_INFORMATION SUPPLIED_:
○ ○ ○ ○ ○ ○ ○

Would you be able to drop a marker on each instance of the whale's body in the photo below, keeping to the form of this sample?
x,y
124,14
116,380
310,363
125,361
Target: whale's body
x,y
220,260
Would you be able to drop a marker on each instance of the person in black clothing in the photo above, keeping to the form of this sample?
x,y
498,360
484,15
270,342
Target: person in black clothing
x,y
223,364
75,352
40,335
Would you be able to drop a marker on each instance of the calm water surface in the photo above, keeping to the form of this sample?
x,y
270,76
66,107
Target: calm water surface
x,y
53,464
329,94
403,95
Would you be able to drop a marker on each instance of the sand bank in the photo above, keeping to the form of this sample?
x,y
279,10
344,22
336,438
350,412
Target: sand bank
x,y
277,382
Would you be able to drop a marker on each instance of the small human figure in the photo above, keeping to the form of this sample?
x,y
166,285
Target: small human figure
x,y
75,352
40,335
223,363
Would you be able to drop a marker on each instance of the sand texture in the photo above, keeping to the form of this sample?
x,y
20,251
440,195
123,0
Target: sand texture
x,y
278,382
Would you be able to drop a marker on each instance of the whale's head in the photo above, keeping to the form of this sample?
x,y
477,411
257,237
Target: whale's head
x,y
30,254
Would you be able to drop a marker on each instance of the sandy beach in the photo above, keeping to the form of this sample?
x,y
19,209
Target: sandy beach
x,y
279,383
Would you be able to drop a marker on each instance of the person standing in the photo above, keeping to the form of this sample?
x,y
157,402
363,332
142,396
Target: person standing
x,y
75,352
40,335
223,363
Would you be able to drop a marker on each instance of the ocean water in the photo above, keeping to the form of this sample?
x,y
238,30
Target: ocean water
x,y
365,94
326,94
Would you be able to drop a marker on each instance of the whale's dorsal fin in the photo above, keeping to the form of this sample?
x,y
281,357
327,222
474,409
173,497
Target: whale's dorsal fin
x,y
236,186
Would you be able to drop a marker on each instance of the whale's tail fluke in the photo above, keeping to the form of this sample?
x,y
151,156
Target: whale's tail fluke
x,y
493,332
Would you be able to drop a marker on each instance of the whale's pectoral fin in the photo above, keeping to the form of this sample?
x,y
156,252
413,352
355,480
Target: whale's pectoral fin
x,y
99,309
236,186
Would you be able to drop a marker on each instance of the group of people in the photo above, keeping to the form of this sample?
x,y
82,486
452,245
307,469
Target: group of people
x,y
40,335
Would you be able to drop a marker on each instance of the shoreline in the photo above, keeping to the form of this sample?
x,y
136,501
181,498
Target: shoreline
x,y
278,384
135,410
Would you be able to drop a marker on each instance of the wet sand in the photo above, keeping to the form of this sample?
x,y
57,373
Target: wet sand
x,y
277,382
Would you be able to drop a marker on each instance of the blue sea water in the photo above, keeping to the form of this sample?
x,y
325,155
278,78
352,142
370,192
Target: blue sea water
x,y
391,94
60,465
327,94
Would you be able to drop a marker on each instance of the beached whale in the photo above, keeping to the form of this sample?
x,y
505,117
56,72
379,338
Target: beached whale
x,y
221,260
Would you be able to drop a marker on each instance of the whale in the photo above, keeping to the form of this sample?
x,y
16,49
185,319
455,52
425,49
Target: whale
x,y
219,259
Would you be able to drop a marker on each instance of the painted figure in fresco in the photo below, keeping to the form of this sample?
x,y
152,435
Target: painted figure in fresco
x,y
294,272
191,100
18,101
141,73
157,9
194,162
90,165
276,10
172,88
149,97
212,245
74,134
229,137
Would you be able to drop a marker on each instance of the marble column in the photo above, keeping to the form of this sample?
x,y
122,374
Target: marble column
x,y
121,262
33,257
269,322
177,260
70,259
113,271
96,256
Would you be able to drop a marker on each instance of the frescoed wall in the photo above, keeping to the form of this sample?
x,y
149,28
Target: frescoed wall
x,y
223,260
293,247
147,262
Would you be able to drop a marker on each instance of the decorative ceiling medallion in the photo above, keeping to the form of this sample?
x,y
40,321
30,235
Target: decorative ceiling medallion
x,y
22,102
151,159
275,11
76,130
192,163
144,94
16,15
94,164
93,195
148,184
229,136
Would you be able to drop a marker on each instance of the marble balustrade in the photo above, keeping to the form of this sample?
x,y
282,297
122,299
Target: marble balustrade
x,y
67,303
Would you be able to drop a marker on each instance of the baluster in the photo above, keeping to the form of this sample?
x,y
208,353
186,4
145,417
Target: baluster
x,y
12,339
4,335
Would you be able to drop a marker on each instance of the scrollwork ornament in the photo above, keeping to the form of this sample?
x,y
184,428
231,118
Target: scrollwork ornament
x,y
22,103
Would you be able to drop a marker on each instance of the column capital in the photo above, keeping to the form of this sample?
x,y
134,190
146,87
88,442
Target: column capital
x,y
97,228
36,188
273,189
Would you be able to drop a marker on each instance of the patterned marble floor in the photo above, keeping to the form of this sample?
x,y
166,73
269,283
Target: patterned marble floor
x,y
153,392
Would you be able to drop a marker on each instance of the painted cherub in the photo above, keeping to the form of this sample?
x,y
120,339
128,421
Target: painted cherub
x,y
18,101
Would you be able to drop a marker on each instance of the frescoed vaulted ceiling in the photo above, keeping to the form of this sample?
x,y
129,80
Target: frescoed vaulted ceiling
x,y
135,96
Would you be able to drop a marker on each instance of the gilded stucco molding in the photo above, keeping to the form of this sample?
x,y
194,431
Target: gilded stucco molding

○ ○ ○ ○ ○ ○ ○

_WRITTEN EXERCISE_:
Arrange the records as a numbered list, starting with the line containing "of the patterned" and ending with the final line of the records. Omit any blank lines.

_RESULT BELOW_:
1. Would you be able to drop a marker on each instance of the patterned marble floor in the photo above, keeping to the form of this sample?
2. x,y
3. 166,73
4. 269,283
5. Target: patterned marble floor
6. x,y
7. 153,392
8. Would you be able to drop a marker on each instance of the painted cherub in the photo above, keeping to the form of this sample?
9. x,y
10. 120,339
11. 128,421
12. Target: painted cherub
13. x,y
14. 18,101
15. Would you be able to drop a marker on each instance of the frescoed vaulted ceiling in the photo above, keeping to the form of this sample?
16. x,y
17. 129,80
18. Target: frescoed vaulted ceiling
19. x,y
20. 135,96
21. Would you be able to drop a marker on each instance of the gilded stucco molding in the photo above, keeping to the form of this sample?
22. x,y
23. 194,431
24. Target: gilded stucco molding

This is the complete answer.